Assigned task 1: According to the post on Karl Stern, what idea did Reha Freier have first?
Assigned task 2: In the post on Karl Stern, write out the passage starting at "Last night, spurred" and ending at "Freier, for one.", switching "autobiography" to "memoir".

** Opening Selected excerpt block **

Heroes: Wide-Eyed But Successful

Heroes: Wide-Eyed But Successful October 19, 2014

Last night, spurred by the opening of the new Karl Stern archives at Duquesne University, I started The Pillar of Fire, the autobiography of Karl Stern, the Jewish psychoanalyst who entered the Catholic Church. In the beginning he tells of his childhood and youth in Bavaria, and describes some fascinating people. His friend Reha Freier, for one.

Reha (short for Rebekka) was, when I first knew her, quite young. She was married to a Rabbi. She was beautiful, of a simple Biblical beauty, someone right out of the Old Testament. She represented a type which occurs in every political or religious movement, the sort of person who causes others to despair.  She seemed utterly disorganized and full of unbelievably impractical ideas. Although she was a mother of five I am not sure whether she could have fried an egg or made tea.  If she did it she might have kept her hat on, even her overcoat — and it would most likely be a man’s coat.

She was an extraordinary linguist, and she was able to keep an audience spellbound. Her Hebrew was beautiful. When she had, in an emergency, to travel to some Balkan country, she was able to learn, on the train, enough of the language to make a speech. Since she thought and lived on a plane of practical impossibilities, she actually carried things out which no practical person could have achieved.  She was the first one to have the idea (long before anyone knew what Nazis were) of getting Jewish children out of Europe and settling them on farms in Palestine. She had this idea before the great American Jewess Henrietta Szold conceived it, or at least quite independent of her.

When there was a pogrom in a Roumanian town, it was not impossible for her to travel there and appear before the mayor, demanding that they organize a transport of Jewish children, a special train and everything. It was her strong point to appear before the most unlikely people, wide-eyed and with flowing robes, speaking not in terms of committee meetings and majority resolutions but in the language which King David used in his Psalms. With this embarrassingly naive and direct method she occasionally had stunning success.

Here’s a profile of Stern from the Tablet. (It quotes Daniel Burston, the Duquesne psychology professor who created the archives.) The descriptive paragraph:

Back in 1939, his young family settled in a jerry-built row house near the mental hospital where he worked on Montreal’s outskirts. A decade later, he would become one of Canada’s founding fathers of psychiatry. He would write best-sellers like The Pillar of Fire, reprinted 17 times in paperback and translated into Spanish, French, Italian, Dutch, and German. His 1961 study on psychology and religion, The Third Revolution, would spark correspondence with Carl Jung. The Flight From Woman (1965), a philosophical treatise on modern society’s polarization of the sexes and its de-feminization, would make him a common name in women’s magazines. He corresponded with leading rabbis, poets, and writers — Robert Lowell, Ivan Illich, C. S. Lewis, Thomas Merton — and other religious luminaries of his day. Along with Jean Piaget and Maria Montessori, he would join UNESCO’s Committee of Experts on German Questions. Graham Greene was his houseguest. American Catholic activist Dorothy Day was a close friend. He would be profiled in Time and write for the New York Times.

** Closing Selected excerpt block **
** Opening Supplied records block **

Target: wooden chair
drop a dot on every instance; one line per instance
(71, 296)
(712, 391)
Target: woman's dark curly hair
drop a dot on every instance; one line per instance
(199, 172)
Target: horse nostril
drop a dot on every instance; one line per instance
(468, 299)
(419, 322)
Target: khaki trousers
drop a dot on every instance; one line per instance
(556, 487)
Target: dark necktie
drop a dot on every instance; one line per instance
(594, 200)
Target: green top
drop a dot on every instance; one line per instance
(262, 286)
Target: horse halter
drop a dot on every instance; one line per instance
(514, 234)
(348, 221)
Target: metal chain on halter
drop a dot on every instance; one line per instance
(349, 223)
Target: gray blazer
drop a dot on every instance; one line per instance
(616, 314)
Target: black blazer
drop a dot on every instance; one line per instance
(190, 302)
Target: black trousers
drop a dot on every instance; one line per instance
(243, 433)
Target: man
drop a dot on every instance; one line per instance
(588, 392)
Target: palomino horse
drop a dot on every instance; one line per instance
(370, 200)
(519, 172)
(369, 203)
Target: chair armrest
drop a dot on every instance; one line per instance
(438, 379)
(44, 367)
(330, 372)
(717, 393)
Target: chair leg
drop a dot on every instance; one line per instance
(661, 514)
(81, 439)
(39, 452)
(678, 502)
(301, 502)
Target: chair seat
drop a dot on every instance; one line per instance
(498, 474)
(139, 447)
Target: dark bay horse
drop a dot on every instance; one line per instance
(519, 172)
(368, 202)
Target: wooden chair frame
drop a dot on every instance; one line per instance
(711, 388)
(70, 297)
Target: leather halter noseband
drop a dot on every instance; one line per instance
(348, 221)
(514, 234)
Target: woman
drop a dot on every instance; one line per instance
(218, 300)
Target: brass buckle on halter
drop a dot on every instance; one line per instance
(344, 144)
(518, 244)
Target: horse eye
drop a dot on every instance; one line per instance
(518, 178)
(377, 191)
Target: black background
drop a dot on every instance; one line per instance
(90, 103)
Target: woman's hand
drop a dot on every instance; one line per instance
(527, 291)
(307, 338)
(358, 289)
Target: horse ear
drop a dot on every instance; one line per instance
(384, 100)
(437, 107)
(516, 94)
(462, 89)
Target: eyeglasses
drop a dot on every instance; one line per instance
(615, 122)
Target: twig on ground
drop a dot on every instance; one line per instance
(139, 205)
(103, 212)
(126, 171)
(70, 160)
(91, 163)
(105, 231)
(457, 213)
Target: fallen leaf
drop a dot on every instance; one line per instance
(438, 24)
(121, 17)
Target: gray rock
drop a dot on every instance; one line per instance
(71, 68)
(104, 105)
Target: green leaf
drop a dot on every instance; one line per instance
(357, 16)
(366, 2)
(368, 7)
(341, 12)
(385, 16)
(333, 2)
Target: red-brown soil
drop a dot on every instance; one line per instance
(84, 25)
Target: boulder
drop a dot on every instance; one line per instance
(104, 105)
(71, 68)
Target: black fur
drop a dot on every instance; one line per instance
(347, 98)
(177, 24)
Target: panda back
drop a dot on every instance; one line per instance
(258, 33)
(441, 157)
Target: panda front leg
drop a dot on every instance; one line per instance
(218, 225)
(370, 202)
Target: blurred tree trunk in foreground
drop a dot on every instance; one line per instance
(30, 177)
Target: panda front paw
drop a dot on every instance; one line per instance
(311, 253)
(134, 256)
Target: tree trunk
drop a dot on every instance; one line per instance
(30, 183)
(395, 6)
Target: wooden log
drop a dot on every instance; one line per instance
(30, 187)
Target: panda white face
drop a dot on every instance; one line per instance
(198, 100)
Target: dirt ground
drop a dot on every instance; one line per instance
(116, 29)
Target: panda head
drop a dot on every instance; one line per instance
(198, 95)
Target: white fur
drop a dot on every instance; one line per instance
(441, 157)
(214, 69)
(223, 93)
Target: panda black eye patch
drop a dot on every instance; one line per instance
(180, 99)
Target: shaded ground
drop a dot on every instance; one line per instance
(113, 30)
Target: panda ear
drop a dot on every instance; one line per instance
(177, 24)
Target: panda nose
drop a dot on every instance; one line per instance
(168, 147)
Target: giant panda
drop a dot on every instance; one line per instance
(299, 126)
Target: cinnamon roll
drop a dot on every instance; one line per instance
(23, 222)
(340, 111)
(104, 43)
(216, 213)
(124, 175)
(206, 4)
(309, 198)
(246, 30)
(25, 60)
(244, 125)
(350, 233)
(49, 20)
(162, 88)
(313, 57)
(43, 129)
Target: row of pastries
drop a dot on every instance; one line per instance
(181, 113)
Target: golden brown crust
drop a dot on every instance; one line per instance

** Closing Supplied records block **

Response 1: She was the first to think of getting Jewish children out of Europe and settling them on farms in Palestine.

Response 2:
Last night, spurred by the opening of the new Karl Stern archives at Duquesne University, I started The Pillar of Fire, the memoir of Karl Stern, the Jewish psychoanalyst who entered the Catholic Church. In the beginning he tells of his childhood and youth in Bavaria, and describes some fascinating people. His friend Reha Freier, for one.